--- start Input for this task ---

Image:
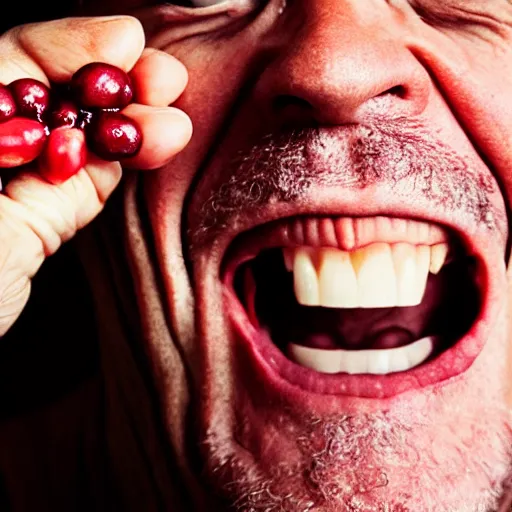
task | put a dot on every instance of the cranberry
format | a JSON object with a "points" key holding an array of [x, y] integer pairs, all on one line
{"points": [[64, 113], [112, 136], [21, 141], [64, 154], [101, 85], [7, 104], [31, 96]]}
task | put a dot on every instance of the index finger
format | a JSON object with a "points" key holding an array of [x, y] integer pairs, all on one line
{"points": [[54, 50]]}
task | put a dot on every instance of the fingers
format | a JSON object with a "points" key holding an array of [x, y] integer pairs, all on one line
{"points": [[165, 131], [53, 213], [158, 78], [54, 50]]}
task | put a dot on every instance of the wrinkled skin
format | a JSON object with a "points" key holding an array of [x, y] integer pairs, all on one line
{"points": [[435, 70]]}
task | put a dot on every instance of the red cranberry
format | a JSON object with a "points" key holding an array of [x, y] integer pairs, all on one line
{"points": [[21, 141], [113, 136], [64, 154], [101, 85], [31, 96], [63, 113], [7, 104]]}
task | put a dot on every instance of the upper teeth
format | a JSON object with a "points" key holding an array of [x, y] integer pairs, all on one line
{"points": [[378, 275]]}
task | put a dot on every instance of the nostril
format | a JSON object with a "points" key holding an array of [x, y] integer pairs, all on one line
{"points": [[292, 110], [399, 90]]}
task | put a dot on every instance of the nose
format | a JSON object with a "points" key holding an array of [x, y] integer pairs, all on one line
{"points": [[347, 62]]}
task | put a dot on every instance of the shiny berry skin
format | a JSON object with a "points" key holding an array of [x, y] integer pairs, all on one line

--- end Input for this task ---
--- start Input for this task ---

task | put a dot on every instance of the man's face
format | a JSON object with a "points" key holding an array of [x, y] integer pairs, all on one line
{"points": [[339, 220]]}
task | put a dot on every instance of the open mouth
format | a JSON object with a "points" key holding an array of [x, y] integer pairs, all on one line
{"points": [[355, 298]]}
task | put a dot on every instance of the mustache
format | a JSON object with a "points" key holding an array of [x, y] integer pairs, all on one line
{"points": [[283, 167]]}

--- end Input for this task ---
--- start Input for this task ---

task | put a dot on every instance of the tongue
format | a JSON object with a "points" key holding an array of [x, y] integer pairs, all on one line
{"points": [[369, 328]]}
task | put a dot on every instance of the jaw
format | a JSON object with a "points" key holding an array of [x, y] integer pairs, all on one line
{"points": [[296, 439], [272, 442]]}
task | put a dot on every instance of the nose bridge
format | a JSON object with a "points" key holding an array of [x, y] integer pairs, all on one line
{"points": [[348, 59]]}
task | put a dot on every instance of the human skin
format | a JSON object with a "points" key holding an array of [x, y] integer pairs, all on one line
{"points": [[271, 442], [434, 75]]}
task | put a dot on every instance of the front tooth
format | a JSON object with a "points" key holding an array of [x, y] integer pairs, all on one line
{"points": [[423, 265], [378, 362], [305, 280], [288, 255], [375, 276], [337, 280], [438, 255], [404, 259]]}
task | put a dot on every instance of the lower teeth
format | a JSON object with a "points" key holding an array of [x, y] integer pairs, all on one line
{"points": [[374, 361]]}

--- end Input for this task ---

Short exercise »
Can you locate every line in the data above that contains the word "teeth" and copy each one out in full?

Solution for this problem »
task | put a dot on every instance of the upper teeth
task | put a dot on every instance of the lower teeth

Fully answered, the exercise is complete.